読解用抜粋:

===

日医ニュース
日医ニュース目次 第1218号(平成24年6月5日)

横倉会長,日本記者クラブで講演
国民と共に歩む専門家集団としての医師会を目指す

横倉会長,日本記者クラブで講演/国民と共に歩む専門家集団としての医師会を目指す(写真) 横倉義武会長は五月十六日,日本記者クラブ(一九六九年にわが国の主要な新聞,通信,放送各社が協力して設立したナショナル・プレスクラブ)の昼食会に招かれて講演し,日医の目指すべき方向性等について,おおむね次のように説明した.

二つのテーマが意味するもの

 今回の会長選挙に当たって,私は「継続と改革」「地域から国へ」という二つの大きなテーマを掲げて闘ってきました.
 「継続」とは,医師会設立の本筋である「医師会は国民の健康を守るためにある集団である」ということを実行する,つまり,現時点で言うならば,だれもが,いつでも,どこでも,医療を受けることの出来る日本の医療制度を維持していく,そして,その裏付けとなっている国民皆保険の崩壊を招くようなことに対しては断固反対の姿勢をとっていくという意味です.

===

提供一覧:
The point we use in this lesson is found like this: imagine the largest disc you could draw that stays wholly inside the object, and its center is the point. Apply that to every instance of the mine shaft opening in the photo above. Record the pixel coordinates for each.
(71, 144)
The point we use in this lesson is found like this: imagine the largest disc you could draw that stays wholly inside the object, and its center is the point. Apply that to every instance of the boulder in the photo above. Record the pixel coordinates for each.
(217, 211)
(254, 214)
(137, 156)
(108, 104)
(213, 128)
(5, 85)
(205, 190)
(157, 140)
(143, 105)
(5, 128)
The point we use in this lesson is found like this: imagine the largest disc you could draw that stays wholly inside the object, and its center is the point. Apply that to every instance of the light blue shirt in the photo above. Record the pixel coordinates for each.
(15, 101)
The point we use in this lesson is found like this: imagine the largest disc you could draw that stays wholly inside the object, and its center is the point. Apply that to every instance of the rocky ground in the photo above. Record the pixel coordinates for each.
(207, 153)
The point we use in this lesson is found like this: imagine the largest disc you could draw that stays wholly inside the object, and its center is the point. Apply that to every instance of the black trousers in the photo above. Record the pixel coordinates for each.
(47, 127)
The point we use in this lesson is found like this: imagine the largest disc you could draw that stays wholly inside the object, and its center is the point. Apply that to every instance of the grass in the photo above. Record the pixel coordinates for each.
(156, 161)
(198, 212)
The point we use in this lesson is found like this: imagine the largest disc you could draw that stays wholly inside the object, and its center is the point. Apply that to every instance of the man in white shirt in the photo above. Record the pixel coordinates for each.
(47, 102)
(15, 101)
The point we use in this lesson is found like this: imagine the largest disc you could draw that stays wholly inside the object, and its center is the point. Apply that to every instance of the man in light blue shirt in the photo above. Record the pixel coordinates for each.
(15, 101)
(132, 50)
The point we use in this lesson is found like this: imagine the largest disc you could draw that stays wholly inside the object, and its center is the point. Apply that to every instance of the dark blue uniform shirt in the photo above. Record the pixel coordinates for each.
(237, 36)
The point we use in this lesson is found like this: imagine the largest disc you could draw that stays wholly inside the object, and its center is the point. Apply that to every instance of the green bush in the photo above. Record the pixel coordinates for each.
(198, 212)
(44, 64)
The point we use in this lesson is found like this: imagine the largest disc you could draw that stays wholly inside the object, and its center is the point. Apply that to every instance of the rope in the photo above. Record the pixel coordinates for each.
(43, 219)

===

設問 A: 講演記事によると、日本記者クラブは何年に設立されたか。
設問 B: 講演記事の『「継続」とは』で始まる段落を、主な内容を保ったまま箇条書きにしてください。
一覧は別の出典から取ったものである。

解答 A: 一九六九年。

解答 B:
- 医師会設立の本筋である「医師会は国民の健康を守るためにある集団である」ということを実行する
- 現時点では、だれもが、いつでも、どこでも医療を受けられる日本の医療制度を維持していく
- その裏付けである国民皆保険の崩壊を招くようなことには断固反対の姿勢をとる